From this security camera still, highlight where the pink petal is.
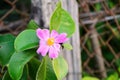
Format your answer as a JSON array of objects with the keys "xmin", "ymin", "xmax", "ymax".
[
  {"xmin": 36, "ymin": 28, "xmax": 49, "ymax": 40},
  {"xmin": 51, "ymin": 30, "xmax": 58, "ymax": 38},
  {"xmin": 43, "ymin": 29, "xmax": 50, "ymax": 40},
  {"xmin": 55, "ymin": 33, "xmax": 68, "ymax": 43},
  {"xmin": 37, "ymin": 44, "xmax": 49, "ymax": 56},
  {"xmin": 49, "ymin": 46, "xmax": 58, "ymax": 58},
  {"xmin": 36, "ymin": 29, "xmax": 44, "ymax": 39},
  {"xmin": 39, "ymin": 40, "xmax": 46, "ymax": 45},
  {"xmin": 53, "ymin": 43, "xmax": 60, "ymax": 52}
]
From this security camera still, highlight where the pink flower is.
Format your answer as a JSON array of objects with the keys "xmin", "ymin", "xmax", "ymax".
[{"xmin": 36, "ymin": 28, "xmax": 68, "ymax": 58}]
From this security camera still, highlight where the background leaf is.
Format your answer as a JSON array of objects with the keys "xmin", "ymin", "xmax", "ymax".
[
  {"xmin": 50, "ymin": 2, "xmax": 75, "ymax": 37},
  {"xmin": 52, "ymin": 56, "xmax": 68, "ymax": 80},
  {"xmin": 62, "ymin": 43, "xmax": 72, "ymax": 50},
  {"xmin": 27, "ymin": 20, "xmax": 39, "ymax": 30},
  {"xmin": 8, "ymin": 49, "xmax": 36, "ymax": 80},
  {"xmin": 115, "ymin": 59, "xmax": 120, "ymax": 67},
  {"xmin": 20, "ymin": 65, "xmax": 28, "ymax": 80},
  {"xmin": 36, "ymin": 56, "xmax": 57, "ymax": 80},
  {"xmin": 14, "ymin": 30, "xmax": 39, "ymax": 51},
  {"xmin": 0, "ymin": 34, "xmax": 15, "ymax": 66},
  {"xmin": 106, "ymin": 72, "xmax": 119, "ymax": 80},
  {"xmin": 28, "ymin": 58, "xmax": 41, "ymax": 80},
  {"xmin": 82, "ymin": 76, "xmax": 100, "ymax": 80},
  {"xmin": 2, "ymin": 71, "xmax": 12, "ymax": 80}
]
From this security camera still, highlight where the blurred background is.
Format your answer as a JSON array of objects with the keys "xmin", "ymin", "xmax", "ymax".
[{"xmin": 1, "ymin": 0, "xmax": 120, "ymax": 80}]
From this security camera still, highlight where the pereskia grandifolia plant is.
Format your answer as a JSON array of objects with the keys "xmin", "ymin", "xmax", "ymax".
[{"xmin": 0, "ymin": 2, "xmax": 75, "ymax": 80}]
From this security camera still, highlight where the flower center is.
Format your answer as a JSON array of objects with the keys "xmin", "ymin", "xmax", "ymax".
[{"xmin": 47, "ymin": 38, "xmax": 54, "ymax": 46}]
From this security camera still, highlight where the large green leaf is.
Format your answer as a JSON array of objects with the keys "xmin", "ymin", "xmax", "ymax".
[
  {"xmin": 28, "ymin": 58, "xmax": 41, "ymax": 80},
  {"xmin": 3, "ymin": 66, "xmax": 28, "ymax": 80},
  {"xmin": 36, "ymin": 56, "xmax": 57, "ymax": 80},
  {"xmin": 52, "ymin": 56, "xmax": 68, "ymax": 80},
  {"xmin": 27, "ymin": 20, "xmax": 39, "ymax": 30},
  {"xmin": 14, "ymin": 30, "xmax": 39, "ymax": 51},
  {"xmin": 8, "ymin": 50, "xmax": 36, "ymax": 80},
  {"xmin": 0, "ymin": 34, "xmax": 15, "ymax": 66},
  {"xmin": 50, "ymin": 2, "xmax": 75, "ymax": 37}
]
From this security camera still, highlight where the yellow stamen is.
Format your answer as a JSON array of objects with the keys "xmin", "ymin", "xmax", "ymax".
[{"xmin": 47, "ymin": 38, "xmax": 54, "ymax": 46}]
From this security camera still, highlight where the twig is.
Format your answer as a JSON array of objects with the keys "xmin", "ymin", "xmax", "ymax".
[
  {"xmin": 0, "ymin": 19, "xmax": 27, "ymax": 31},
  {"xmin": 81, "ymin": 15, "xmax": 120, "ymax": 24},
  {"xmin": 79, "ymin": 9, "xmax": 120, "ymax": 18},
  {"xmin": 89, "ymin": 19, "xmax": 107, "ymax": 78}
]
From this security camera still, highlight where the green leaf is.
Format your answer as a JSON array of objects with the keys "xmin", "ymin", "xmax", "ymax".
[
  {"xmin": 14, "ymin": 30, "xmax": 39, "ymax": 51},
  {"xmin": 50, "ymin": 2, "xmax": 75, "ymax": 37},
  {"xmin": 2, "ymin": 71, "xmax": 12, "ymax": 80},
  {"xmin": 8, "ymin": 49, "xmax": 36, "ymax": 80},
  {"xmin": 52, "ymin": 56, "xmax": 68, "ymax": 80},
  {"xmin": 95, "ymin": 3, "xmax": 101, "ymax": 11},
  {"xmin": 36, "ymin": 56, "xmax": 57, "ymax": 80},
  {"xmin": 118, "ymin": 67, "xmax": 120, "ymax": 73},
  {"xmin": 20, "ymin": 65, "xmax": 28, "ymax": 80},
  {"xmin": 28, "ymin": 58, "xmax": 41, "ymax": 80},
  {"xmin": 0, "ymin": 34, "xmax": 15, "ymax": 66},
  {"xmin": 82, "ymin": 76, "xmax": 100, "ymax": 80},
  {"xmin": 109, "ymin": 2, "xmax": 114, "ymax": 8},
  {"xmin": 107, "ymin": 72, "xmax": 118, "ymax": 80},
  {"xmin": 0, "ymin": 34, "xmax": 15, "ymax": 42},
  {"xmin": 3, "ymin": 66, "xmax": 28, "ymax": 80},
  {"xmin": 27, "ymin": 20, "xmax": 39, "ymax": 30},
  {"xmin": 115, "ymin": 59, "xmax": 120, "ymax": 67},
  {"xmin": 62, "ymin": 43, "xmax": 72, "ymax": 50}
]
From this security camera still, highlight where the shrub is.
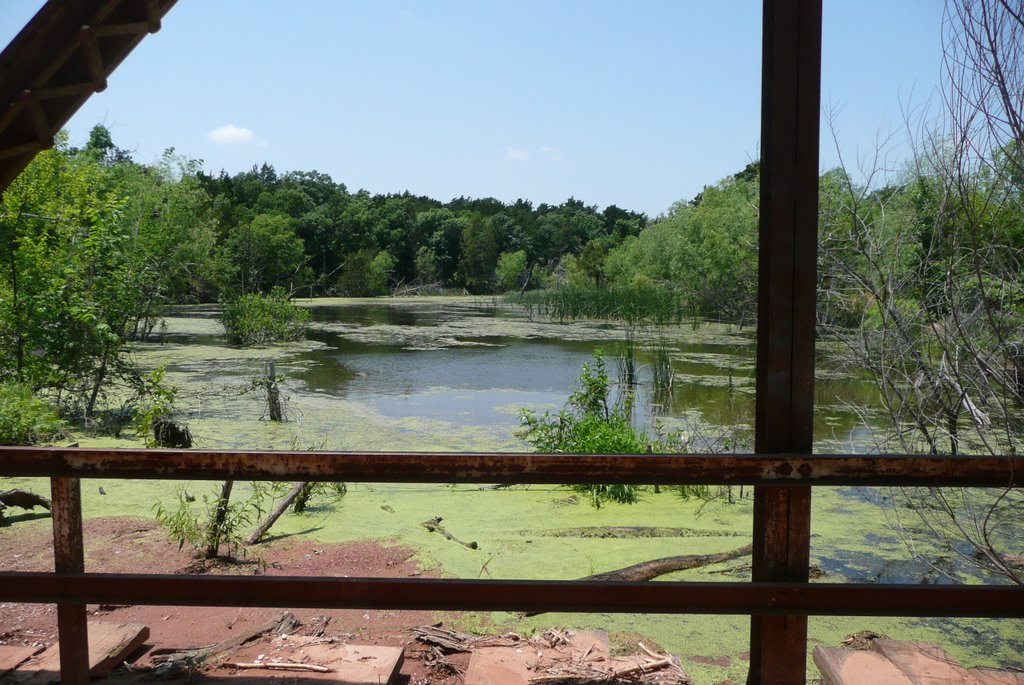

◇ ◇ ◇ ◇ ◇

• _PROBLEM_:
What do the lines above say from the one containing "From this security camera still, highlight where the large" down to the one containing "From this security camera still, highlight where the green"? Return them exactly, both end lines included, and only them.

• _EXPECTED ANSWER_:
From this security camera still, highlight where the large green leaf is.
Format your answer as a JSON array of objects with the keys "xmin", "ymin", "xmax", "ymax".
[
  {"xmin": 28, "ymin": 58, "xmax": 41, "ymax": 80},
  {"xmin": 3, "ymin": 66, "xmax": 28, "ymax": 80},
  {"xmin": 36, "ymin": 56, "xmax": 57, "ymax": 80},
  {"xmin": 52, "ymin": 56, "xmax": 68, "ymax": 80},
  {"xmin": 27, "ymin": 20, "xmax": 39, "ymax": 30},
  {"xmin": 14, "ymin": 30, "xmax": 39, "ymax": 51},
  {"xmin": 8, "ymin": 50, "xmax": 36, "ymax": 80},
  {"xmin": 0, "ymin": 34, "xmax": 15, "ymax": 66},
  {"xmin": 50, "ymin": 2, "xmax": 75, "ymax": 37}
]
From this security camera still, highlight where the yellow stamen is.
Format your answer as a JSON array of objects with the keys "xmin", "ymin", "xmax", "ymax".
[{"xmin": 47, "ymin": 38, "xmax": 54, "ymax": 46}]
From this security camera still, highlight where the twig is.
Format your answer as a JSON array of objects with the keys "xmin", "ymin", "xmax", "ymax".
[
  {"xmin": 0, "ymin": 19, "xmax": 27, "ymax": 31},
  {"xmin": 81, "ymin": 15, "xmax": 120, "ymax": 24},
  {"xmin": 79, "ymin": 9, "xmax": 120, "ymax": 18},
  {"xmin": 89, "ymin": 19, "xmax": 107, "ymax": 78}
]
From this security camera still, highlight where the green leaf is.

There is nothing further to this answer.